> [Text under study]
A new paper by Ware et al. helps to answer this question, for marine invaders in particular. Ware et al. sampled ballast water in 26% of the bulk shipping vessels traveling to the Norwegian Arctic archipelago of Svalbard. Using both traditional taxonomy and DNA barcoding techniques, they assessed the composition of ballast water communities, the thermal and salinity thresholds of individual taxa, and whether taxa were native to Svalbard. They then modeled future environmental conditions using the RCP 8.5 emissions scenario (which predicts growing greenhouse emissions based on a status-quo approach to mitigation), to determine how many new species would be able to live in Svalbard waters by the years 2050 and 2100.

Pumping ballast water out of a ballast water tank from a ship in the port of Barentsburg, Svalbard. Photo credit: Chris Ware.

> [Source data]

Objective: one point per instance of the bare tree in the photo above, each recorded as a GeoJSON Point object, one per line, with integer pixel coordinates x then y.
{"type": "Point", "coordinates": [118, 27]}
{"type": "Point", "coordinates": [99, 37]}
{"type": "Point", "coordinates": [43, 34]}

> [Your tasks]
1) According to the Svalbard ballast water passage, what percentage of the bulk shipping vessels traveling to Svalbard had their ballast water sampled?
2) Please translate this sentence from the Svalbard ballast water passage into Spanish: "A new paper by Ware et al. helps to answer this question, for marine invaders in particular."

> [Responses in order]
1) 26%.

2) Un nuevo artículo de Ware et al. ayuda a responder a esta pregunta, en particular en el caso de los invasores marinos.